LOS FRUTOS EN ISRAEL
Los frutos son conocidos por
todos y en todo el mundo. Una palabra como ésta, tan cercana a la experiencia
diaria y tan capaz de asumir un
significado moral, tampoco podía faltar en la literatura bíblica.
1. Los frutos de la tierra
En el Antiguo Testamento la
referencia a los “frutos” tiene sobre todo un sentido material y referido a los
productos de la tierra. El libro de los Números atribuye al mismo Dios la
iniciativa de enviar algunos hombres a explorar la tierra prometida. Los
exploradores enviados por Moisés a reconocerla de norte a sur regresan al
campamento y dan cuenta de la abundancia de frutos que la enriquecen. Traen
como muestra y anticipo de esos frutos un enorme racimo de uvas y también granadas
e higos. Su presentación es suficientemente expresiva: “Hemos llegado hasta el
país donde nos enviaste, y realmente es un país que mana leche y miel. ¡Ved
aquí sus frutos!” (Num 13,23-27).
A pesar de las palabras y
de los frutos, el pueblo se amedrenta por la información sobre las ciudades
amuralladas de Canaán y desea regresar a Egipto. Solamente Josué y Caleb tratan
de suscitar la esperanza, de su pueblo (Num 14,8-9). Pero tampoco ellos son escuchados. Su gente se
lamenta, añorando el pasado vivido en Egipto.

Ejercicios propuestos:
1 > Copia de nuevo un pasaje del texto sobre los frutos en Israel y reemplaza "amedrenta" por "atemoriza". Empieza en las palabras que contienen "A pesar de las" y termina después de "vivido en Egipto.".
2 > Resume en menos palabras el párrafo del texto sobre los frutos en Israel que empieza con "En el Antiguo Testamento la referencia", conservando sus datos principales.
El material que aparece a continuación no guarda relación con el texto sobre los frutos en Israel.

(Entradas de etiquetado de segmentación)
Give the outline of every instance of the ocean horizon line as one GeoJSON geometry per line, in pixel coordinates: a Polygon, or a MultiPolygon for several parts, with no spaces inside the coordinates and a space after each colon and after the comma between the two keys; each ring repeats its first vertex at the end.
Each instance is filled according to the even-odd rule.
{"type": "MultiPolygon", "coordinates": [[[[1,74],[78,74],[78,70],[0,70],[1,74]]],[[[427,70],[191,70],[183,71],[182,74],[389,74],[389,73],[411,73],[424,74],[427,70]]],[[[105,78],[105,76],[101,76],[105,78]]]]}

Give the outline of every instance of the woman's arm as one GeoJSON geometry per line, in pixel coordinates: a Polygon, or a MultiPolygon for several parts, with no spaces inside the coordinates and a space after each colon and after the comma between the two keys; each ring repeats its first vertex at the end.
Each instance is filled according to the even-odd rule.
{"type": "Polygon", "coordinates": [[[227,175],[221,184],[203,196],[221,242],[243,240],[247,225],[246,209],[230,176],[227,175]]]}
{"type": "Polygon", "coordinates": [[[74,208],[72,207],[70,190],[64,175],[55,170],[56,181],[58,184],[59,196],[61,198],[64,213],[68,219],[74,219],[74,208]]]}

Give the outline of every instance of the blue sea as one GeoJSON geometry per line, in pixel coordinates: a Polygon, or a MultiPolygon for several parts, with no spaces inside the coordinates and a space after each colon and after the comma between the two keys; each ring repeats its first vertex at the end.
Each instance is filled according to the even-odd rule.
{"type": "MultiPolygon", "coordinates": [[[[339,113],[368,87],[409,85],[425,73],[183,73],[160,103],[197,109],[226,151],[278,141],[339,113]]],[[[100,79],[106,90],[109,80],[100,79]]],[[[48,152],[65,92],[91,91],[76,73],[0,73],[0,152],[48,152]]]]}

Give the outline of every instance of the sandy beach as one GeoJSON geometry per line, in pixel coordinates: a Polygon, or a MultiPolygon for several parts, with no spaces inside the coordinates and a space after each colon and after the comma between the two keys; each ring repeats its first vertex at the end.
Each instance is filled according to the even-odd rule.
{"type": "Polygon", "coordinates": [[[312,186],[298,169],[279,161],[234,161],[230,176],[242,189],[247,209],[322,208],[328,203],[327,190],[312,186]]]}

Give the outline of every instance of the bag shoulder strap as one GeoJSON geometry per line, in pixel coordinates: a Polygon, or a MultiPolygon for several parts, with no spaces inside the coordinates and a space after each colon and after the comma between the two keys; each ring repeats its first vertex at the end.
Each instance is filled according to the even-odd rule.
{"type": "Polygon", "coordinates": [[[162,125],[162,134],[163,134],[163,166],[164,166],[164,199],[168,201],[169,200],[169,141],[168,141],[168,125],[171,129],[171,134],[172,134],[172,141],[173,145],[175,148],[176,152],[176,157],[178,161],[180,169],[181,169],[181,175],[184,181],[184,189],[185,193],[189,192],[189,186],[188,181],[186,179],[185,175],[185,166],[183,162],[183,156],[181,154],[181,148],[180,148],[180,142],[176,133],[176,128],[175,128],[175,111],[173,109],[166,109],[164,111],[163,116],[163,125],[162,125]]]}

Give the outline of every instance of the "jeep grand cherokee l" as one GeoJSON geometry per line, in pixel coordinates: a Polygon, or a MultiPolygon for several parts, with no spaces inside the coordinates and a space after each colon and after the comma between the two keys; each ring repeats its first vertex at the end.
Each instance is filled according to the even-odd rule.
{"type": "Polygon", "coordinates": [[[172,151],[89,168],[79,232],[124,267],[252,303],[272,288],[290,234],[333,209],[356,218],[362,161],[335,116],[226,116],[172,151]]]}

Respuestas esperadas:
1 >
A pesar de las palabras y
de los frutos, el pueblo se atemoriza por la información sobre las ciudades
amuralladas de Canaán y desea regresar a Egipto. Solamente Josué y Caleb tratan
de suscitar la esperanza, de su pueblo (Num 14,8-9). Pero tampoco ellos son escuchados. Su gente se
lamenta, añorando el pasado vivido en Egipto.

2 > En el Antiguo Testamento, los «frutos» aluden sobre todo a los productos de la tierra. Según el libro de los Números, Dios toma la iniciativa de enviar hombres a explorar la tierra prometida. Los exploradores de Moisés la recorren de norte a sur y vuelven contando la abundancia de sus frutos. Como muestra traen un enorme racimo de uvas, granadas e higos, y la describen como un país que mana leche y miel (Num 13,23-27).